EXERCISE DESCRIPTION
Return the data below verbatim, line by line, omitting the pictures.

THE DATA
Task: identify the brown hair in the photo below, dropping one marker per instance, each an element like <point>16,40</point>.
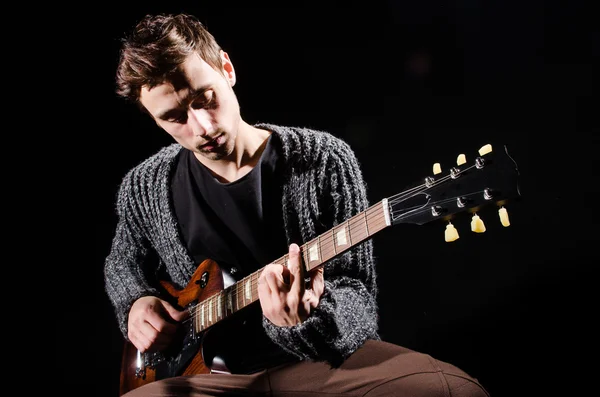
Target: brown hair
<point>157,46</point>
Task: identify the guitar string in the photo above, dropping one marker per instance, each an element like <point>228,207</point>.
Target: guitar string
<point>241,287</point>
<point>326,242</point>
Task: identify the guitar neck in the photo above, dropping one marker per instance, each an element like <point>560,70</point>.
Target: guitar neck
<point>315,253</point>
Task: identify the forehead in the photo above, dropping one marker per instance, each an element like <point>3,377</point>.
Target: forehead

SOLUTION FOR THIS EXERCISE
Task: identify the brown hair in the photo below, dropping one marker per instance, each an element like <point>16,40</point>.
Target: brown hair
<point>157,46</point>
Task: identify the guitar string in the photo above, dropping one marker per instance, each an element like <point>228,207</point>.
Target: guitar string
<point>241,287</point>
<point>326,242</point>
Task: identify the guitar neck in the photo above, dropping one marker per instance, each an element like <point>560,70</point>.
Target: guitar neck
<point>315,253</point>
Task: identify the forehead in the photo above, dropping one marker per instance, each an element like <point>3,377</point>.
Target: forehead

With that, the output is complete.